◆ **Your objective**: The records below are to be returned word for word, with pictures left out.

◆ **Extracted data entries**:
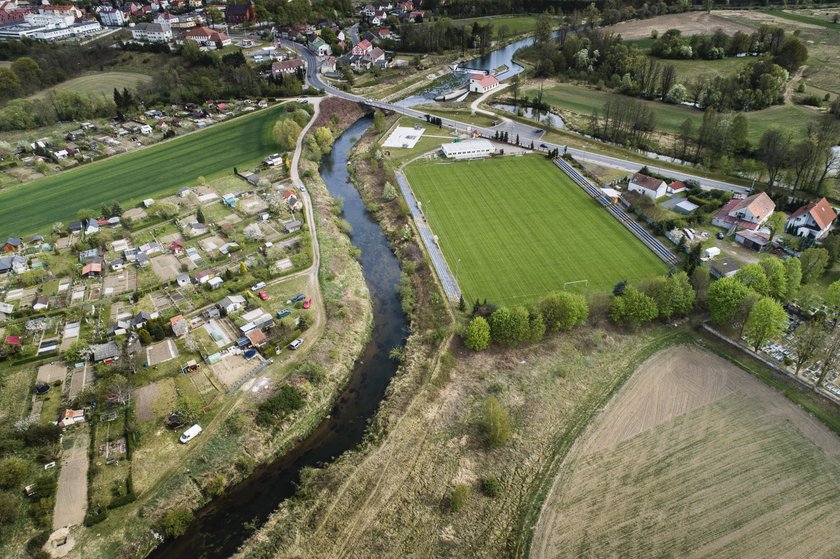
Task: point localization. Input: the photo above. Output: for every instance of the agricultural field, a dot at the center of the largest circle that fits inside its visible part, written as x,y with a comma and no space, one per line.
99,85
521,229
695,458
585,101
128,179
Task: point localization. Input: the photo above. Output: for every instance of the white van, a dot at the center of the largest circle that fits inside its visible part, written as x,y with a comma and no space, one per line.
190,433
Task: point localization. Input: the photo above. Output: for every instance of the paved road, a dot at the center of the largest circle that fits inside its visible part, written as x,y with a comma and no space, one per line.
526,132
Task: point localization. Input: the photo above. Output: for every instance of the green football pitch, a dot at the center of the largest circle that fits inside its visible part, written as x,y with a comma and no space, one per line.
155,171
521,228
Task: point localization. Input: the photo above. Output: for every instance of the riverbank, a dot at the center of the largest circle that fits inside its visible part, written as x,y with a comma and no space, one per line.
239,446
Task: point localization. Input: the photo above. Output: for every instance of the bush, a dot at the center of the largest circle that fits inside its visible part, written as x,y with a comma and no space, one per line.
459,497
174,522
491,486
495,423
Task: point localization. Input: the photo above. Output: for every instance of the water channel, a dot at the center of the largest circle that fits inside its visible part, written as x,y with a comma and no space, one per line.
222,525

◆ **Written reply**:
Task: point localization. Input: the photo above. Output: for every instance of the agricultural field, a dot at the center of the largest circle that fits inside its visible part, written as x,y with a comma and no space, one per line.
99,85
521,229
695,458
585,101
128,179
Task: point localization. Input: the photo above. Output: for every instance of the white van, a dot at the center of the largest circle that fits inside its visible part, written as x,y with a comma and no space, one per line.
190,433
Task: point localization. Input: the photo above. Output: for every instance of the paved road, a dot at the center of the largest circle that fits inside its visible part, written as x,y with a comma and no space, one per line.
526,132
Task: point localization. Input: the photo above. Output: for every instance of the green football pitch, a dot at the center of the largest circle that fits inside its visible part, written as x,y with a comma and no space, one per line.
155,171
521,228
Task: point localization. Input: the photo above. Output: for every instance of the riverbank, a dot at the center of the largest circle that fits inside its visible part, written as x,y with a comma and no space, one per line.
239,446
Task: point localization. Input: the photo above. Output: for every instance of the bush, a dot at the center of the largest circle that fits inside its visible part, written as x,y with a comma and no space, one per line.
459,497
174,522
491,486
495,423
Task: point localization. Input: the photo above. Output: for every instance of the water channel, a dot at the center of the largest circle that fits inside its visible part, written as x,y with a comma and no space, one per line.
222,525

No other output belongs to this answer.